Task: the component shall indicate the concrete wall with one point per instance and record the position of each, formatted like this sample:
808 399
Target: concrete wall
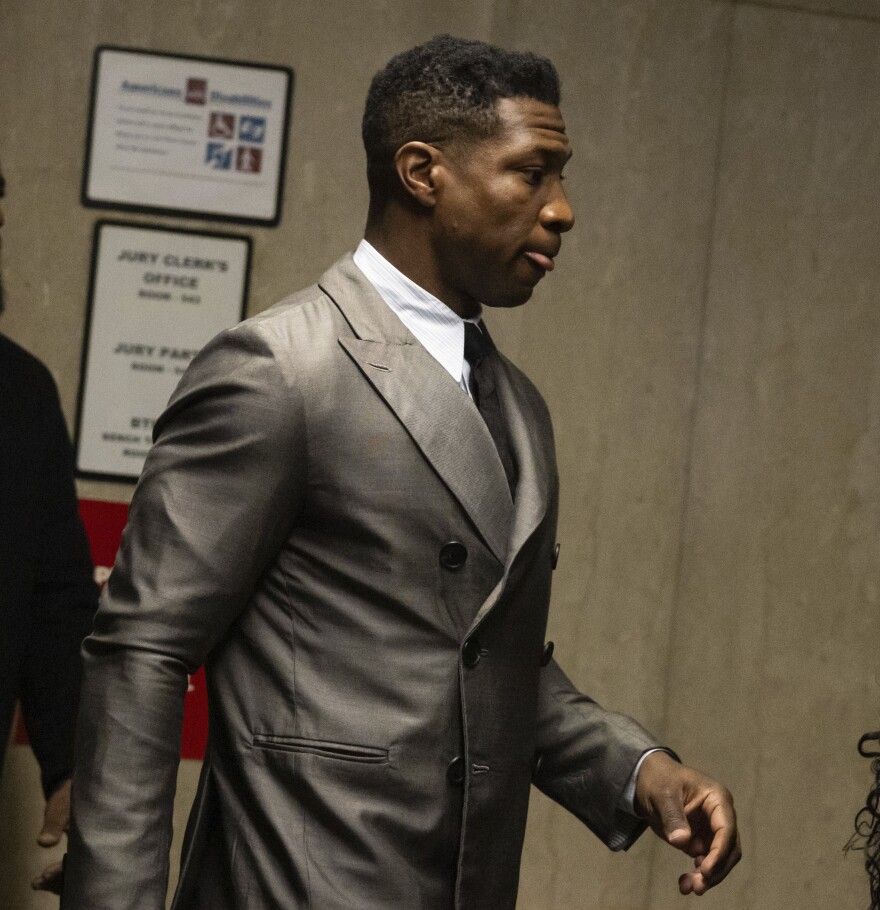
709 347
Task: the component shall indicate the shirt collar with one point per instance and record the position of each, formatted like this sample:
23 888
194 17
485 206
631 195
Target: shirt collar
434 325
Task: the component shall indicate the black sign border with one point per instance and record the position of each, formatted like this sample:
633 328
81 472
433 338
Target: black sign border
87 201
84 357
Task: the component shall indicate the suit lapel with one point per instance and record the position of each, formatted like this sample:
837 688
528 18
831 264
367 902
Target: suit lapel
531 440
442 421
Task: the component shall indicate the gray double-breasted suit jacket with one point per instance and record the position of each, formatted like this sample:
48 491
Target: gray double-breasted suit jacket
324 522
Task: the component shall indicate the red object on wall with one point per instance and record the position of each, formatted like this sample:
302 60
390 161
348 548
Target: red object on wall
104 522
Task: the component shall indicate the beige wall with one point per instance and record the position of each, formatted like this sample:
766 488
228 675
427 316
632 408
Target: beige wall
709 347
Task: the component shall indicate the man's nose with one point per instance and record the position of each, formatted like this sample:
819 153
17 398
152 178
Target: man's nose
557 214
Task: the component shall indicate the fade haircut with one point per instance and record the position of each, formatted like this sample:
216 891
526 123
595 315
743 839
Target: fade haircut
445 90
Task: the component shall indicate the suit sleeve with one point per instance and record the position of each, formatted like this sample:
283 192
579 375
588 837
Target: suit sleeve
218 493
62 601
586 756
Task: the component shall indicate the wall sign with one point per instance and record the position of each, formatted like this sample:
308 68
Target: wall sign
185 135
157 295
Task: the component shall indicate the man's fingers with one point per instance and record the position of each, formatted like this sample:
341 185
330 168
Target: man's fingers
674 823
56 817
725 839
50 879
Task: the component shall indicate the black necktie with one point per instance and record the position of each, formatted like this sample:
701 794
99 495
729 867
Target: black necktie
478 348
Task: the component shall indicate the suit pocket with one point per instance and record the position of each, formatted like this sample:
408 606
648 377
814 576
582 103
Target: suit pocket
371 755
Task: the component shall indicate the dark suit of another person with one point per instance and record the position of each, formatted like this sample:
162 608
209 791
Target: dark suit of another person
47 592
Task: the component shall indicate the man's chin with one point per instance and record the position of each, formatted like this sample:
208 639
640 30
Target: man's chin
509 301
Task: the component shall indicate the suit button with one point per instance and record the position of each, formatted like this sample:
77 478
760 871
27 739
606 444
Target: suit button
537 763
455 771
453 555
470 653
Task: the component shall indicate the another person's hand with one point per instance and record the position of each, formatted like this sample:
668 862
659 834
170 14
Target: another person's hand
693 813
56 819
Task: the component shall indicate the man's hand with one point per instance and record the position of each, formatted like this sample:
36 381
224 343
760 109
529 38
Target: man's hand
56 819
693 813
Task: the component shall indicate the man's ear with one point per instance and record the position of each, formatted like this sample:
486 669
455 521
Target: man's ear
417 165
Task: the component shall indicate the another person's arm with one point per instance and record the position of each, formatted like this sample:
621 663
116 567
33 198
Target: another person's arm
214 504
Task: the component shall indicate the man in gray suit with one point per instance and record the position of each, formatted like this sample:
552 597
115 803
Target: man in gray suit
349 517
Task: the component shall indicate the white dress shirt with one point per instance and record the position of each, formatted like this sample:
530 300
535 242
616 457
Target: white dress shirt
440 331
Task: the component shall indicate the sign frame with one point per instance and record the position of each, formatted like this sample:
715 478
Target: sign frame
127 199
93 306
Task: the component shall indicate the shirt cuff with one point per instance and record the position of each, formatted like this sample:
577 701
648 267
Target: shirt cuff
627 825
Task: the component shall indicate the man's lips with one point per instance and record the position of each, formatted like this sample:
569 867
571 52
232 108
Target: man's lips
541 260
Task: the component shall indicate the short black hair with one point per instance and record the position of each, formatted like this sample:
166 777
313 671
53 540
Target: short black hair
444 90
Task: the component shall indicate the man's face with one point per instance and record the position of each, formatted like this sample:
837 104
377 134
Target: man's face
501 210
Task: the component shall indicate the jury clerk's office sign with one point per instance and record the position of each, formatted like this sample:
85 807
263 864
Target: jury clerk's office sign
157 296
187 135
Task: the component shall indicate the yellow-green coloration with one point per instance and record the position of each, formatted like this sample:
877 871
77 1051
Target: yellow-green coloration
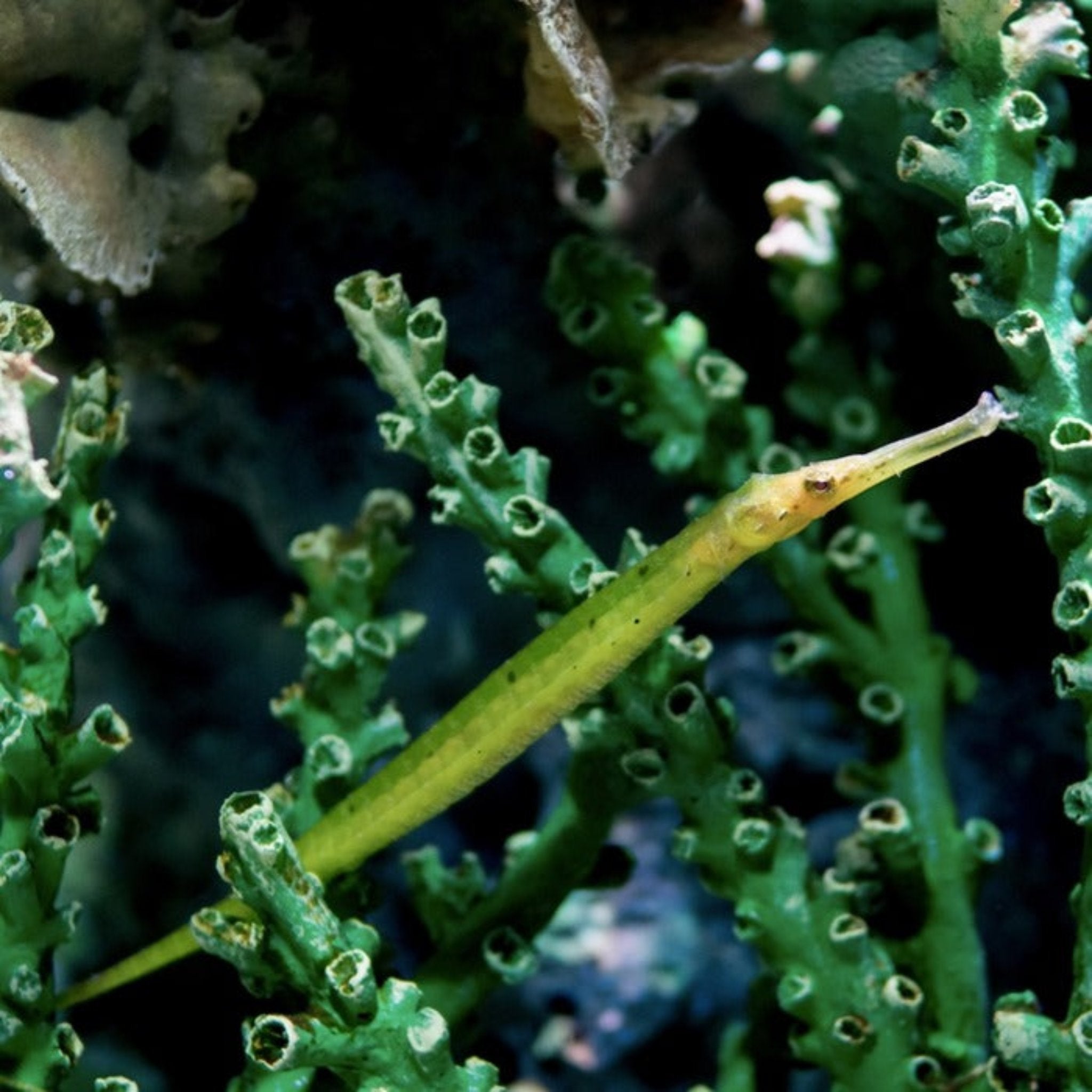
576 657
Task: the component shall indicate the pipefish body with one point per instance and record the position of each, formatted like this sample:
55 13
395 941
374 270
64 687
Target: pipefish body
573 660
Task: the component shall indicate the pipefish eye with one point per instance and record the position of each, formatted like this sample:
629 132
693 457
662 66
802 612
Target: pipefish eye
822 485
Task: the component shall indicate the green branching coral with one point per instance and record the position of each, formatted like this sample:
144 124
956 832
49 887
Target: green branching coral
373 1037
349 647
994 155
901 695
47 754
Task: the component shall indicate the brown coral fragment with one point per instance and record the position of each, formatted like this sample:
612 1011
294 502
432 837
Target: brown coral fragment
102 214
569 90
115 124
596 76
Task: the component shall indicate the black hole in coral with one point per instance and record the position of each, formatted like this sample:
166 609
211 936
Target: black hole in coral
591 188
674 268
208 9
614 865
59 97
149 148
681 699
678 87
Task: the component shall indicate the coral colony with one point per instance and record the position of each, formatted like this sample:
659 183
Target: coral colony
662 827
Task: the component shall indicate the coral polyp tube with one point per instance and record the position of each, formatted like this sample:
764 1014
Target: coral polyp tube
576 657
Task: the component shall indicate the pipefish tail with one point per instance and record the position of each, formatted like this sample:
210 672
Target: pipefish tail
577 656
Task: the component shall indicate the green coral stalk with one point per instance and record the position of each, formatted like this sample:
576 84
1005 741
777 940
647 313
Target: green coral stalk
372 1037
47 755
994 155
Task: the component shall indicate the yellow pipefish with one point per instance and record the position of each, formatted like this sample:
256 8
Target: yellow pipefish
574 659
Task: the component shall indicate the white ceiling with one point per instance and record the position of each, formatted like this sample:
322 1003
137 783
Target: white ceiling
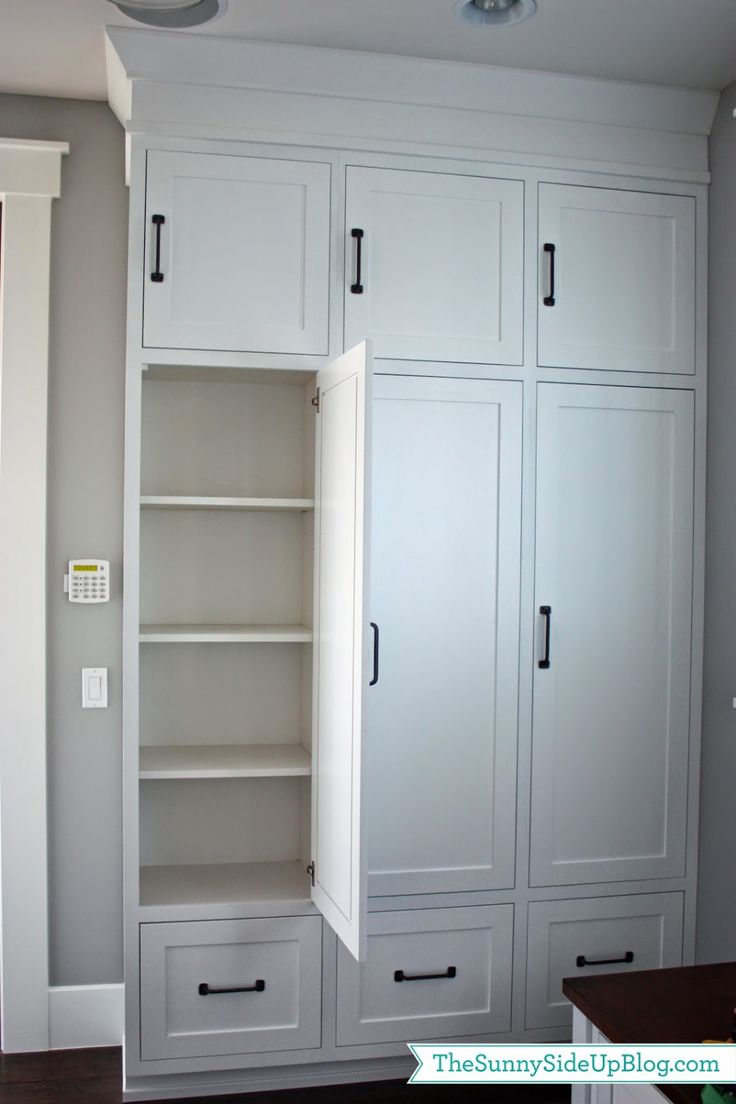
55 46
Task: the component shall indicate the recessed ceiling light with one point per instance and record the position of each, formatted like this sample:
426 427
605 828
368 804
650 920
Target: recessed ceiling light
494 12
170 12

▬▬▬▬▬▬

In this exercise, set down all of the data exactly, without the pictures.

Task: the component shall indicate the concrete wall with one point per instance and record the position of each, formatted like this sample:
808 399
Target: concrete wall
709 347
Task: the component shall indicate the shirt collar with one point per instance and record the position of each, formatted like this sample:
23 888
194 17
485 206
631 195
Target: shirt collar
434 325
Task: the component shall indicate the black sign border with one point per instance and record the position of each, formatted like this sample:
633 328
81 472
433 338
Target: black sign border
87 201
84 357
Task: the component shall indicate the suit lapel with one point per instance and record the position of each, formatted like this sample:
837 688
528 18
831 264
367 902
Target: suit lapel
531 440
442 421
Task: the component shall indicate the gray double-breasted suit jacket with one point per instance and record the position of each, formatted like this sample:
48 491
Target: gray double-breasted suit jacket
324 522
Task: the component shall indicate the red object on wall with one point per instance and record the position of each, formatted like this sample:
302 60
390 161
348 548
Target: red object on wall
104 522
Task: the component shall indicate the beige wall with one point per instance and record the position of each, formatted like this sample:
766 488
228 675
427 316
632 408
Target: beige wall
709 347
Task: the component shall indicate the man's nose with one point per instance and record the position of each, formatted like this sample:
819 153
17 398
152 178
Target: man's nose
557 214
Task: the component shall indicate the fade haircut with one point per instance and record the position of each, formatted like this sample:
216 891
526 123
595 315
743 839
Target: fade haircut
445 90
Task: the component shall indicate the suit sleeve with one point per instance and record the position of each, formatted like this sample:
283 192
579 375
588 837
Target: suit sleeve
218 493
62 601
586 756
Task: the component shall indicate the wall sign with one point per instance and record the position of each, formatted like this sample:
308 68
Target: wall sign
185 135
157 295
Task: the component shall indicate the man's fingers with one point per instance and record the position of each, formatted like this sample:
341 185
330 168
Target: man's fingers
674 823
56 817
725 839
50 879
Task: the component shall indicate the black necktie with one point per instance and record the position of each, formatted like this sample:
701 794
99 495
729 867
Target: black necktie
478 348
Task: the component shall indicate the suit pocket with one point per instance and record the position of each, formatted like this sample:
408 606
648 377
814 576
582 103
Target: suit pocket
371 755
Task: the component shall indicate the dark suit of another person with one point per instance and record the position of each, formatted like this sample:
162 608
209 791
Target: dark suit of another person
47 592
Task: the component shall indicate the man's chin with one point per instance and record the position of each, formatted like this sample:
208 639
640 30
Target: man's chin
509 301
Task: the component shall indicate the suit button with one point per instance and record the position of each, formatted like this sample:
77 478
760 871
27 739
606 444
Target: suit button
537 763
455 771
453 555
470 653
Task: the component shall indicate the another person's hand with one point per instance and record the position of each, formatted like this sample:
668 862
659 834
170 14
Target: another person's hand
693 813
56 819
Task: the component shall indicate the man's hand with one point per instance and record the position of each, formatted like this sample:
36 381
224 343
760 109
529 38
Target: man's hand
56 819
693 813
Task: the component shall indicate the man's ear with one point per instance and record the position of each, formatted like this sample:
486 669
455 521
Target: man's ear
417 165
Task: the component shall indicate the another person's arm with one point per instance and record the position of each, formatted like this sample:
621 663
116 567
33 198
Target: another person's arm
214 504
Task: the component shall indicate the man in gray suit with one point per instance and record the position of each, formatted like this sample:
552 597
115 803
Target: man in gray suit
349 517
Task: the component shall indicate the white dress shirt with one point per instance and record the position of each, formatted like this sample:
530 300
535 242
616 457
Target: white dress shirt
440 331
Task: the component shall indicate the sign frame with one point per instance and record the position of each, formatted like this sample:
715 478
Target: sign frame
127 199
93 306
Task: the component shall indicate the shirt cuff with one point per instance and record the position of each, formatted like this sample:
577 701
648 267
Target: shirt cuff
627 825
Task: the component shall indicate the man's lips with one point per instance and record the position of each, formatted like this sample:
569 867
571 52
232 108
Target: man's lips
541 260
Task: the component shall indicate the short black hair with one point per instance and record the position of each, formatted like this sample:
166 777
313 671
53 540
Target: short black hair
444 90
Task: the component shall indicate the man's face with one point per instance and record the position of each, formatted like this sample:
837 104
377 134
Target: man's face
501 210
Task: the component shall indicate the jury clerk's office sign with one point per instance and record the position of each, formatted like this sample:
85 807
263 864
Target: jury clerk's office sign
157 296
187 135
Task: the component shall indicate the yellow-green coloration with one point per instance and record the position of each, formatted like this sample:
877 871
77 1051
Target: yellow-green coloration
576 657
Task: the component shall indicate the pipefish body with one point per instance and record the position of each, formatted like this sample:
55 13
395 941
374 270
64 687
Target: pipefish body
573 660
Task: the component shall indicate the pipefish eye with one point per instance and record the position of each, formatted like this sample:
629 132
693 457
662 66
802 612
Target: pipefish eye
822 485
Task: the component shall indicate the green branching coral with one point per instance and record the position of each, formatted like this sample:
144 124
956 832
49 887
Target: green branching coral
373 1037
349 647
994 155
901 695
47 754
Task: the component shall indicate the brown coral fragment with one point per instance and record the position of each, formatted like this sample:
612 1011
294 502
432 837
Target: brown coral fragment
102 214
569 90
115 124
596 76
Task: the component shall indicate the black hole in coral with one point per instance and record the position of each, formatted like this sample:
166 609
211 936
Target: black hole in coral
591 188
674 268
208 9
614 865
59 97
149 148
681 699
678 87
Task: the component shall indicate the coral colony with one point per instance and record the position of each, formatted like this sample:
659 183
Target: coral colony
662 827
Task: the component shall indicate the coral polyp tube with one point per instance and record the position of each, formatted like this sample:
764 1014
Target: coral polyp tube
576 657
Task: the component shall indicate the pipefish tail with one point per instance and record the position of each, formatted like this sample:
210 672
Target: pipefish tail
577 656
Task: the component shall indicate the green coral stalk with one point per instance and record the position of each, formatted like this sample:
576 84
1005 741
777 940
647 313
Target: green coral stalk
372 1037
47 755
994 155
Task: the component shall indicate the yellow pipefish with one point per instance and record the position of each, formatted like this sample:
256 8
Target: yellow pipefish
574 659
Task: the component shall indicate the white ceiling with one point per instance and record the position of each, formatted like this sample:
322 1003
137 783
Target: white ceiling
55 46
Task: the component shall indicate the recessed ceiling light with one point per instance and record the position of each, formatted like this sample:
426 427
605 828
368 804
650 920
Target: recessed ceiling light
494 12
170 12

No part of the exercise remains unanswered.